GOAL OF THE EXERCISE: Copy the records below line for line, leaving out the pictures.

◇ ◇ ◇

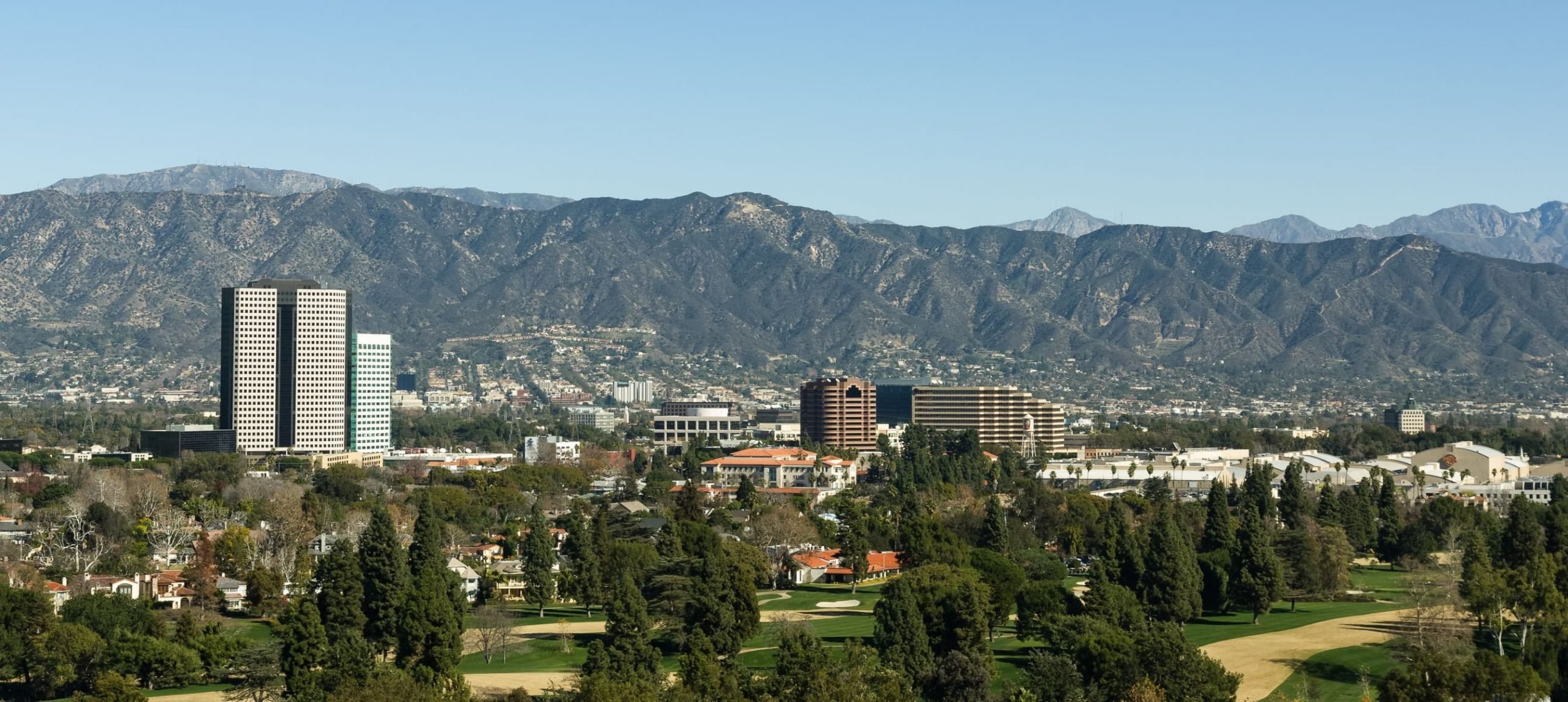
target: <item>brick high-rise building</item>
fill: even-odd
[[[877,385],[861,378],[800,385],[800,431],[829,447],[877,450]]]

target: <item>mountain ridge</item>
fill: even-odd
[[[304,171],[251,166],[210,166],[205,163],[160,168],[157,171],[133,174],[97,174],[78,179],[60,179],[47,190],[58,190],[67,194],[166,191],[213,194],[243,188],[270,196],[287,196],[296,193],[318,193],[350,185],[367,190],[381,190],[370,183],[350,183],[331,176],[318,176]],[[572,201],[571,197],[557,197],[538,193],[494,193],[480,188],[405,186],[389,188],[386,191],[394,194],[428,193],[472,202],[475,205],[514,207],[522,210],[549,210],[550,207]]]
[[[1073,207],[1058,207],[1040,219],[1024,219],[1013,224],[1004,224],[1007,229],[1016,229],[1019,232],[1055,232],[1065,233],[1068,237],[1082,237],[1101,227],[1109,227],[1116,224],[1110,219],[1101,219],[1083,210],[1076,210]]]
[[[218,290],[263,274],[354,290],[356,324],[411,348],[574,323],[757,365],[862,345],[1281,378],[1568,362],[1568,270],[1413,235],[856,226],[754,193],[550,210],[356,186],[0,196],[8,329],[210,354]]]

◇ ◇ ◇

ANSWER FOR THIS EXERCISE:
target: <item>brick high-rise building</item>
fill: even-odd
[[[877,385],[861,378],[800,385],[800,431],[829,447],[877,450]]]

target: <item>mountain ridge</item>
fill: even-odd
[[[304,171],[251,166],[210,166],[205,163],[160,168],[157,171],[133,174],[97,174],[78,179],[60,179],[47,190],[58,190],[67,194],[166,191],[213,194],[243,188],[270,196],[287,196],[296,193],[318,193],[350,185],[367,190],[381,190],[370,183],[350,183],[331,176],[318,176]],[[572,201],[571,197],[557,197],[538,193],[494,193],[480,188],[405,186],[389,188],[386,191],[394,194],[428,193],[472,202],[475,205],[514,207],[522,210],[549,210],[550,207]]]
[[[1073,207],[1058,207],[1040,219],[1024,219],[1013,224],[1004,224],[1007,229],[1016,229],[1019,232],[1055,232],[1065,233],[1068,237],[1082,237],[1101,227],[1109,227],[1116,224],[1110,219],[1101,219],[1083,210],[1076,210]]]
[[[218,290],[263,274],[354,290],[356,324],[411,348],[574,323],[757,365],[862,345],[1281,378],[1568,362],[1568,270],[1413,235],[856,226],[754,193],[550,210],[356,186],[0,196],[8,329],[210,354]]]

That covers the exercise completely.